*Task details*. Would you set down all of the entries below exactly as they stand?

*Provided records*.

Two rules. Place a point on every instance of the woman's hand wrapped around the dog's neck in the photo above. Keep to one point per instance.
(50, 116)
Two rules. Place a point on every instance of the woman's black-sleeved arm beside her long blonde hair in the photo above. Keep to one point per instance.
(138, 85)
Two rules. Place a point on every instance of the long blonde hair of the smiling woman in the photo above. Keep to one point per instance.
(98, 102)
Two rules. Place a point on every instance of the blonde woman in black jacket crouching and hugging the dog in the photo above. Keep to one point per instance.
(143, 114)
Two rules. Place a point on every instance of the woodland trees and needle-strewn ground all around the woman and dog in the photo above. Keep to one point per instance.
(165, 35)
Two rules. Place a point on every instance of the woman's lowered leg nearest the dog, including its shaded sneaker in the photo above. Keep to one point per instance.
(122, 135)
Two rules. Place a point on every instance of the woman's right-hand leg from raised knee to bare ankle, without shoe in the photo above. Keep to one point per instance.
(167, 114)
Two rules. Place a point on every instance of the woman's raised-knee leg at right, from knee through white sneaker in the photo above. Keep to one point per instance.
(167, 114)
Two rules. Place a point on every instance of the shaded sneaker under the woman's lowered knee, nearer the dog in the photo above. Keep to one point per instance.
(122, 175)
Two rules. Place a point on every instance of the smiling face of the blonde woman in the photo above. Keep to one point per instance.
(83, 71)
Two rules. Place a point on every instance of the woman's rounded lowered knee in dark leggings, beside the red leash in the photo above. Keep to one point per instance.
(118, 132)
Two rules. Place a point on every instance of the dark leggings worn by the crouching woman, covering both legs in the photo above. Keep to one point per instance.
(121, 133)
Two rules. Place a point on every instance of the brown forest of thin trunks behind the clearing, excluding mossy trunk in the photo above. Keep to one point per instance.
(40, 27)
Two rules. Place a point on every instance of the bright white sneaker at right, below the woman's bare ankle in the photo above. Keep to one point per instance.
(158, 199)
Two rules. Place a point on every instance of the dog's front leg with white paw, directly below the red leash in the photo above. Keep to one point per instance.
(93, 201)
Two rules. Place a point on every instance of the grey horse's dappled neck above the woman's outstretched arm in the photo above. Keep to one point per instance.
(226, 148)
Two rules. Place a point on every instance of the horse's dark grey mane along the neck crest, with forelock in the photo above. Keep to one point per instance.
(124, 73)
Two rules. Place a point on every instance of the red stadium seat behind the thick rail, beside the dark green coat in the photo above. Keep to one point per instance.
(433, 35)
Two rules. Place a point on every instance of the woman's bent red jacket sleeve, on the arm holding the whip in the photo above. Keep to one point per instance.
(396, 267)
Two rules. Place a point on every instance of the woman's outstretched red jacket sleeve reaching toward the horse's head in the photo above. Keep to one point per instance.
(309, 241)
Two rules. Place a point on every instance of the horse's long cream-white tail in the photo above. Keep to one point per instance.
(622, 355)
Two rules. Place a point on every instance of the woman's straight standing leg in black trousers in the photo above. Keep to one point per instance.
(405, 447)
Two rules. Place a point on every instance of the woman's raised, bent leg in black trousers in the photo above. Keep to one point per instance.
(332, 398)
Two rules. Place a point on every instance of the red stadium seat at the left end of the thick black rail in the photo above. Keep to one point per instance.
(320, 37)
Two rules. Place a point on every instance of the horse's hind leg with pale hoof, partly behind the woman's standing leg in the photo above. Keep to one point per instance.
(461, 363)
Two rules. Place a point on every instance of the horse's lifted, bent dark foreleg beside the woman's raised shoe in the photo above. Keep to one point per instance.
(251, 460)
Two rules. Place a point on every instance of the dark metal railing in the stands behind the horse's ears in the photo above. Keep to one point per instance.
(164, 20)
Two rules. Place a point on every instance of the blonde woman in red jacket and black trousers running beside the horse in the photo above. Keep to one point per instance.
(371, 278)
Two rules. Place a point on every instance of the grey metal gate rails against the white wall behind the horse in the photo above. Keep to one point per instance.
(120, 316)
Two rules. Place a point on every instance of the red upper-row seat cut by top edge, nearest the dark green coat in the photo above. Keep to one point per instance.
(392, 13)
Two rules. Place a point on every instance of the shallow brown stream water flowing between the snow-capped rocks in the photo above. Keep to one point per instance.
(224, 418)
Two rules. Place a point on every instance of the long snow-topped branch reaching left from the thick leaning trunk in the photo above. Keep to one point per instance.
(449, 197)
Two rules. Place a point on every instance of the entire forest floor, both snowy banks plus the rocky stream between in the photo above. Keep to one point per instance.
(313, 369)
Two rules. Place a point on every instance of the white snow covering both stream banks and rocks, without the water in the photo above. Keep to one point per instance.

*Result of this exercise*.
Two rules. Place a point on every instance of the woman's hand wrapped around the dog's neck in the photo above. Keep to one point per instance.
(50, 116)
Two rules. Place a point on every instance of the woman's black-sleeved arm beside her long blonde hair in the photo above. Keep to one point per instance.
(138, 85)
Two rules. Place a point on every instance of the long blonde hair of the smiling woman in the photo above. Keep to one point per instance.
(98, 102)
Two rules. Place a point on every instance of the blonde woman in black jacket crouching and hugging the dog in the photo above. Keep to one point per instance.
(143, 114)
Two rules. Place a point on every instance of the woodland trees and needle-strewn ground all around the woman and dog in the photo above. Keep to one point per instance.
(165, 35)
Two rules. Place a point on every instance of the woman's lowered leg nearest the dog, including its shaded sneaker in the photo above. Keep to one point per instance.
(122, 135)
Two rules. Place a point on every instance of the woman's right-hand leg from raised knee to bare ankle, without shoe in the photo above. Keep to one point per instance.
(167, 114)
Two rules. Place a point on every instance of the woman's raised-knee leg at right, from knee through white sneaker in the photo above. Keep to one point per instance.
(167, 114)
Two rules. Place a point on every instance of the shaded sneaker under the woman's lowered knee, nearer the dog in the photo above. Keep to one point per instance.
(122, 175)
Two rules. Place a point on every instance of the smiling face of the blonde woman in the photo above. Keep to one point per instance.
(83, 71)
Two rules. Place a point on every instance of the woman's rounded lowered knee in dark leggings, beside the red leash in the photo above. Keep to one point per instance.
(118, 132)
Two rules. Place a point on every instance of the dark leggings worn by the crouching woman, covering both legs in the photo above. Keep to one point per instance.
(121, 133)
Two rules. Place a point on every instance of the brown forest of thin trunks behind the clearing, excluding mossy trunk in the photo above. Keep to one point per instance.
(40, 27)
Two rules. Place a point on every instance of the bright white sneaker at right, below the woman's bare ankle in the photo above. Keep to one point per instance.
(158, 199)
Two rules. Place a point on every instance of the dog's front leg with white paw, directly below the red leash in the photo above. Keep to one point per instance.
(93, 201)
Two rules. Place a point on every instance of the grey horse's dappled neck above the woman's outstretched arm in the photo above. Keep to one point per instance.
(226, 148)
Two rules. Place a point on every instance of the horse's dark grey mane along the neck crest, with forelock in the photo above. Keep to one point per instance.
(124, 73)
Two rules. Place a point on every instance of the red stadium seat behind the thick rail, beside the dark green coat in the photo above. Keep to one point per instance.
(433, 35)
Two rules. Place a point on every instance of the woman's bent red jacket sleeve, on the arm holding the whip in the photo above. Keep to one point per instance.
(396, 267)
Two rules. Place a point on every instance of the woman's outstretched red jacket sleeve reaching toward the horse's head in the photo above. Keep to one point per instance.
(309, 241)
Two rules. Place a point on every instance of the horse's long cream-white tail in the photo above. Keep to one point per instance.
(622, 355)
Two rules. Place a point on every instance of the woman's straight standing leg in black trousers in the photo above. Keep to one point per instance.
(405, 447)
Two rules. Place a point on every instance of the woman's raised, bent leg in black trousers in the photo above. Keep to one point per instance.
(332, 398)
Two rules. Place a point on every instance of the red stadium seat at the left end of the thick black rail in the photo above. Keep to one point per instance.
(320, 37)
Two rules. Place a point on every instance of the horse's hind leg with pale hoof, partly behind the woman's standing leg in the photo above. Keep to one point per instance.
(461, 363)
Two rules. Place a point on every instance of the horse's lifted, bent dark foreleg beside the woman's raised shoe in the photo above. Keep to one point per instance.
(251, 460)
Two rules. Place a point on every instance of the dark metal railing in the stands behind the horse's ears in the photo above. Keep to one point per instance.
(164, 20)
Two rules. Place a point on every instance of the blonde woman in red jacket and black trousers running beside the horse in the photo above. Keep to one point per instance.
(371, 278)
Two rules. Place a point on every instance of the grey metal gate rails against the white wall behind the horse in the photo above. Keep to one point per instance.
(120, 316)
Two rules. Place a point on every instance of the red upper-row seat cut by top edge, nearest the dark green coat in the photo above. Keep to one point per instance.
(392, 13)
Two rules. Place a point on every instance of the shallow brown stream water flowing between the snow-capped rocks in the photo above. Keep to one point per instance.
(224, 418)
Two rules. Place a point on every instance of the long snow-topped branch reaching left from the thick leaning trunk in the photo above. Keep to one point per instance.
(449, 197)
Two rules. Place a point on every instance of the entire forest floor, both snowy banks plus the rocky stream between in the photo above. Keep to one point per instance.
(313, 369)
Two rules. Place a point on every instance of the white snow covering both stream banks and rocks, without the water in the photo above. Keep to one point per instance.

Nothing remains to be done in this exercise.